Exercise goal
Render each record below as a JSON array of strings, one string per line, leaving out the blank lines.

Material for the task
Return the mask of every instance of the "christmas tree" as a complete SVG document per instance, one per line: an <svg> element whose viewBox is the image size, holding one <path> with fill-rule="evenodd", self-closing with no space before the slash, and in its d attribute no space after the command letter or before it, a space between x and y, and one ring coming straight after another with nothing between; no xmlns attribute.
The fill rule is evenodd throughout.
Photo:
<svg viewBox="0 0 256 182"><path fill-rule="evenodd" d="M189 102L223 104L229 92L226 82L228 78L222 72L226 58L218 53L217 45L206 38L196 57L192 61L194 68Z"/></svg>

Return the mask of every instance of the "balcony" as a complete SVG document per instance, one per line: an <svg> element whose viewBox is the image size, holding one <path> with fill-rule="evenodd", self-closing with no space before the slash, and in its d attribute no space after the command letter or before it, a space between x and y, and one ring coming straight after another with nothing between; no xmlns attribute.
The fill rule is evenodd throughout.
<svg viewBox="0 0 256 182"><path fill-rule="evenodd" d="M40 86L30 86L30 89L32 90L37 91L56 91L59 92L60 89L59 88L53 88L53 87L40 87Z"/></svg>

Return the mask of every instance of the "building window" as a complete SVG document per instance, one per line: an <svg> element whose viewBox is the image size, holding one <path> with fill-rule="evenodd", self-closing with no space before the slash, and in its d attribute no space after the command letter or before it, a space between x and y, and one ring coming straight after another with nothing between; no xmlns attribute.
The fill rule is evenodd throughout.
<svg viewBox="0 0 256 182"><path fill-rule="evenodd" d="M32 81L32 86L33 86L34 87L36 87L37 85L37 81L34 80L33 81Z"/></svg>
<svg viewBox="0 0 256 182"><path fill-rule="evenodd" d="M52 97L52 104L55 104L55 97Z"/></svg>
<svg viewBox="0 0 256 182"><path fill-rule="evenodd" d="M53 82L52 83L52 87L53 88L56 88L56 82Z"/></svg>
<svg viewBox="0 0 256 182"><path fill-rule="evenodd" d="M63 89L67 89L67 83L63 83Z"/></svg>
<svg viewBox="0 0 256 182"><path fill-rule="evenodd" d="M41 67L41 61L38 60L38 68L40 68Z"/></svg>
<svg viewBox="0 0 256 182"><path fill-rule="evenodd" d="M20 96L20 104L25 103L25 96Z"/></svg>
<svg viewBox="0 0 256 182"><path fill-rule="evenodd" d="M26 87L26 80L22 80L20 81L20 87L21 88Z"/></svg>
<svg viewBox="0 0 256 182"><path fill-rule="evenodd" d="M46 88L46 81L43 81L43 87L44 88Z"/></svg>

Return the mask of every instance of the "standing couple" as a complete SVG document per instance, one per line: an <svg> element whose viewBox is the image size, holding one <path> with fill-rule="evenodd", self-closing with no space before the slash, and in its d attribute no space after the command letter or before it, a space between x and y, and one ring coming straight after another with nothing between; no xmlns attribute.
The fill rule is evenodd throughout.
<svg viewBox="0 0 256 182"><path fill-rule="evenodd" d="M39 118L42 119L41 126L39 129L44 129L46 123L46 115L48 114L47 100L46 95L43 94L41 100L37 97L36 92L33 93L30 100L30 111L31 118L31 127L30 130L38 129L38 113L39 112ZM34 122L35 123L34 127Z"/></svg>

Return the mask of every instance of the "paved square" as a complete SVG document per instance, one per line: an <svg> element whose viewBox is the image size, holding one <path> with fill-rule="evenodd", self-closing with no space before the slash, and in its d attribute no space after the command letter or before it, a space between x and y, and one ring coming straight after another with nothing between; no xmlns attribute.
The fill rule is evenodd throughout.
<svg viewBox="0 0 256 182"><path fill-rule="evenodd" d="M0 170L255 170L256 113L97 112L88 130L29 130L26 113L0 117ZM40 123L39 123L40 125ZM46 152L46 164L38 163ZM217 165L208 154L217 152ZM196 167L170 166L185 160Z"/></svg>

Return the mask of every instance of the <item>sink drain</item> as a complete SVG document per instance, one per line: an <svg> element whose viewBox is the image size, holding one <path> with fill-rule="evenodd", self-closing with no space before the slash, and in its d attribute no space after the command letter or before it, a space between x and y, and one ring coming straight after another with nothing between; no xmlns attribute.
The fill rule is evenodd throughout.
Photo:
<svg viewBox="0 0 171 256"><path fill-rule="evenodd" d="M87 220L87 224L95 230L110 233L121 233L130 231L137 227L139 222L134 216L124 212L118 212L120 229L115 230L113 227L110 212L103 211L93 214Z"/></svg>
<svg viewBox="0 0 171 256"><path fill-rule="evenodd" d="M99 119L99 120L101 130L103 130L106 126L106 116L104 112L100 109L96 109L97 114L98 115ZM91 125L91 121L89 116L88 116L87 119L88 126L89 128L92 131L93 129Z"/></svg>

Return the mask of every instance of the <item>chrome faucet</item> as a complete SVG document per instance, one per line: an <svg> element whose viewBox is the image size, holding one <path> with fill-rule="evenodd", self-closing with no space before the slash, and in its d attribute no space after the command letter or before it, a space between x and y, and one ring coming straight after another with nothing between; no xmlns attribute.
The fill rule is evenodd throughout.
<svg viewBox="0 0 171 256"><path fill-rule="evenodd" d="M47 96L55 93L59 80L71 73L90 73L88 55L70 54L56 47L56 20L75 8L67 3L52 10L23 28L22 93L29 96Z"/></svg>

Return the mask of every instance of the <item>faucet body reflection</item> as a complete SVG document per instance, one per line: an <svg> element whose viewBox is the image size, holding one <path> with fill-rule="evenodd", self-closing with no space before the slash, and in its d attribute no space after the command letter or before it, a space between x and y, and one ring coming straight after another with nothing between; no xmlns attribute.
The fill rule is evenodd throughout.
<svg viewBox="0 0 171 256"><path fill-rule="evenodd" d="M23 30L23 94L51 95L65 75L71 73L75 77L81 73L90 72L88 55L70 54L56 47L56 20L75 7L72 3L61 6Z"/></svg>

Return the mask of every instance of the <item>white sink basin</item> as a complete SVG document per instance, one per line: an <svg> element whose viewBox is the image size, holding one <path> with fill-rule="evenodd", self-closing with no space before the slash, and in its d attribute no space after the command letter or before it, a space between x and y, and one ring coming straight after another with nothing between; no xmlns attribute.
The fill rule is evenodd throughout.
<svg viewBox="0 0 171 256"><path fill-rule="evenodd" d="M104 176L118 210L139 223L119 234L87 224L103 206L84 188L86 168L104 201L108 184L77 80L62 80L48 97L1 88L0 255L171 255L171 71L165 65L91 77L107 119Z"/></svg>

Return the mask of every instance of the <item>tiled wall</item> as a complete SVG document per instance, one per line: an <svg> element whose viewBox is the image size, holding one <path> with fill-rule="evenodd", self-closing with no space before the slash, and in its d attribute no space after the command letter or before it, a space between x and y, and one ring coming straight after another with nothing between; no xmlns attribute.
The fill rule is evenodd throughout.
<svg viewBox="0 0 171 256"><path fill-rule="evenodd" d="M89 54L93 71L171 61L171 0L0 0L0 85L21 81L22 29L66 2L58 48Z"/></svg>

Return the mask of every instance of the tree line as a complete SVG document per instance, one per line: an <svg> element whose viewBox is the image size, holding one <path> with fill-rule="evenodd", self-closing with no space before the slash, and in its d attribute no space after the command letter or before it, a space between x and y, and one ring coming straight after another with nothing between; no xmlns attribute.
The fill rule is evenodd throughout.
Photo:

Task result
[
  "Return the mask of every instance of the \"christmas tree\" as a complete SVG document per instance, one per line: an <svg> element whose viewBox is the image size, holding one <path> with fill-rule=\"evenodd\", self-closing with no space before the slash, and in its d attribute no space after the command letter or before it, a space between x and y, and one ring coming straight after another with nothing between; no xmlns attribute.",
  "The fill rule is evenodd throughout.",
  "Photo:",
  "<svg viewBox=\"0 0 256 182\"><path fill-rule=\"evenodd\" d=\"M189 102L223 104L229 92L226 82L228 78L222 72L226 58L218 53L217 45L206 38L196 57L192 61L194 68Z\"/></svg>",
  "Return the mask of every instance of the \"balcony\" as a complete SVG document per instance, one per line: an <svg> element whose viewBox is the image size, holding one <path> with fill-rule=\"evenodd\", self-closing with no space before the slash, and in its d attribute no space after the command letter or before it, a space between x and y, and one ring coming straight after another with nothing between; no xmlns attribute.",
  "The fill rule is evenodd throughout.",
  "<svg viewBox=\"0 0 256 182\"><path fill-rule=\"evenodd\" d=\"M40 86L30 86L30 89L32 90L37 91L56 91L59 92L60 89L59 88L53 88L53 87L40 87Z\"/></svg>",
  "Return the mask of every instance of the \"building window\" as a complete SVG document per instance, one per line: an <svg> element whose viewBox is the image size, holding one <path> with fill-rule=\"evenodd\", self-closing with no space before the slash, and in its d attribute no space after the command letter or before it, a space between x and y, and one ring coming straight after another with nothing between; no xmlns attribute.",
  "The fill rule is evenodd throughout.",
  "<svg viewBox=\"0 0 256 182\"><path fill-rule=\"evenodd\" d=\"M32 81L32 86L33 86L34 87L36 87L37 85L37 81L34 80L33 81Z\"/></svg>",
  "<svg viewBox=\"0 0 256 182\"><path fill-rule=\"evenodd\" d=\"M52 97L52 104L55 104L55 97Z\"/></svg>",
  "<svg viewBox=\"0 0 256 182\"><path fill-rule=\"evenodd\" d=\"M53 82L52 83L52 87L53 88L56 88L56 82Z\"/></svg>",
  "<svg viewBox=\"0 0 256 182\"><path fill-rule=\"evenodd\" d=\"M63 89L67 89L67 83L63 83Z\"/></svg>",
  "<svg viewBox=\"0 0 256 182\"><path fill-rule=\"evenodd\" d=\"M41 67L41 61L38 60L38 68L40 68Z\"/></svg>",
  "<svg viewBox=\"0 0 256 182\"><path fill-rule=\"evenodd\" d=\"M20 96L20 104L25 103L25 96Z\"/></svg>",
  "<svg viewBox=\"0 0 256 182\"><path fill-rule=\"evenodd\" d=\"M26 87L26 80L22 80L20 81L20 87L21 88Z\"/></svg>",
  "<svg viewBox=\"0 0 256 182\"><path fill-rule=\"evenodd\" d=\"M46 88L46 81L43 81L43 87L44 88Z\"/></svg>",
  "Return the mask of every instance of the \"standing couple\" as a complete SVG document per instance, one per line: an <svg> element whose viewBox is the image size, holding one <path> with fill-rule=\"evenodd\", self-closing with no space before the slash, and in its d attribute no space after the command letter or before it, a space between x and y, and one ring coming straight after another with nothing between; no xmlns attribute.",
  "The fill rule is evenodd throughout.",
  "<svg viewBox=\"0 0 256 182\"><path fill-rule=\"evenodd\" d=\"M39 118L42 119L41 126L39 129L44 129L46 123L46 115L48 114L47 100L46 95L43 94L41 100L37 97L36 92L33 93L30 100L30 111L31 118L31 127L30 130L38 129L38 113L39 112ZM34 122L35 123L34 127Z\"/></svg>",
  "Return the mask of every instance of the \"paved square\" as a complete SVG document per instance, one per line: an <svg> element whose viewBox is the image size, holding one <path> with fill-rule=\"evenodd\", self-closing with no space before the slash, and in its d attribute no space after the command letter or before it, a space between x and y, and one ring coming straight after another with nothing between; no xmlns attribute.",
  "The fill rule is evenodd throughout.",
  "<svg viewBox=\"0 0 256 182\"><path fill-rule=\"evenodd\" d=\"M0 170L255 170L256 113L97 112L88 130L29 130L26 113L0 117ZM40 123L39 123L40 125ZM46 152L46 164L38 163ZM217 165L208 154L217 152ZM196 167L170 166L185 160Z\"/></svg>",
  "Return the mask of every instance of the <item>sink drain</item> as a complete SVG document per instance, one per line: an <svg> element whose viewBox is the image size, holding one <path> with fill-rule=\"evenodd\", self-closing with no space before the slash, and in its d attribute no space after the command letter or before it, a space between x and y, and one ring coming straight after another with nothing between; no xmlns attribute.",
  "The fill rule is evenodd throughout.",
  "Photo:",
  "<svg viewBox=\"0 0 171 256\"><path fill-rule=\"evenodd\" d=\"M87 220L87 224L95 230L110 233L121 233L130 231L137 227L139 222L134 216L124 212L118 212L120 229L115 230L113 227L110 212L103 211L93 214Z\"/></svg>",
  "<svg viewBox=\"0 0 171 256\"><path fill-rule=\"evenodd\" d=\"M99 119L99 120L101 130L103 130L106 126L106 116L104 112L100 109L96 109L97 114L98 115ZM91 125L91 121L89 116L88 116L87 119L88 126L89 128L92 131L93 129Z\"/></svg>",
  "Return the mask of every instance of the <item>chrome faucet</item> as a complete SVG document per instance, one per line: an <svg> element whose viewBox is the image size, holding one <path> with fill-rule=\"evenodd\", self-closing with no space before the slash, and in its d attribute no space after the command letter or before it, a space between x and y, and one ring coming straight after another with nothing between; no xmlns attribute.",
  "The fill rule is evenodd throughout.",
  "<svg viewBox=\"0 0 171 256\"><path fill-rule=\"evenodd\" d=\"M47 96L55 93L59 80L71 73L90 73L88 55L70 54L56 47L56 20L75 8L67 3L52 10L23 28L22 93L29 96Z\"/></svg>",
  "Return the mask of every instance of the <item>faucet body reflection</item> as a complete SVG document per instance, one per line: an <svg> element whose viewBox is the image size, holding one <path> with fill-rule=\"evenodd\", self-closing with no space before the slash, and in its d attribute no space after the command letter or before it, a space between x and y, and one ring coming straight after another with nothing between; no xmlns attribute.",
  "The fill rule is evenodd throughout.",
  "<svg viewBox=\"0 0 171 256\"><path fill-rule=\"evenodd\" d=\"M23 30L23 94L51 95L65 75L71 73L75 77L81 73L90 72L88 55L70 54L56 47L56 20L75 7L72 3L61 6Z\"/></svg>",
  "Return the mask of every instance of the <item>white sink basin</item> as a complete SVG document per instance, one per line: an <svg> element whose viewBox is the image size, holding one <path> with fill-rule=\"evenodd\", self-closing with no space before the slash, and in its d attribute no space after the command letter or before it, a space between x and y, and one ring coming straight after another with nothing between; no xmlns attribute.",
  "The fill rule is evenodd throughout.",
  "<svg viewBox=\"0 0 171 256\"><path fill-rule=\"evenodd\" d=\"M104 176L118 210L139 223L119 234L87 224L103 206L84 188L86 168L104 201L108 184L77 80L62 80L48 97L1 88L0 255L171 255L171 71L165 65L91 77L107 119Z\"/></svg>",
  "Return the mask of every instance of the <item>tiled wall</item> as a complete SVG document per instance, one per line: an <svg> element whose viewBox is the image size, holding one <path> with fill-rule=\"evenodd\", self-closing with no space before the slash, and in its d attribute no space after the command letter or before it, a space between x and y, and one ring coming straight after another with nothing between; no xmlns attribute.",
  "The fill rule is evenodd throughout.",
  "<svg viewBox=\"0 0 171 256\"><path fill-rule=\"evenodd\" d=\"M89 54L93 71L171 61L171 0L0 0L0 85L21 81L22 29L66 2L58 48Z\"/></svg>",
  "Return the mask of every instance of the tree line as a complete SVG document per instance, one per line: an <svg> element whose viewBox is the image size, holding one <path> with fill-rule=\"evenodd\", self-closing with no space before the slash, and in its d attribute no space after the command letter or before it, a space between x and y, and one ring coming straight after another with nothing between; no xmlns attribute.",
  "The fill rule is evenodd throughout.",
  "Photo:"
]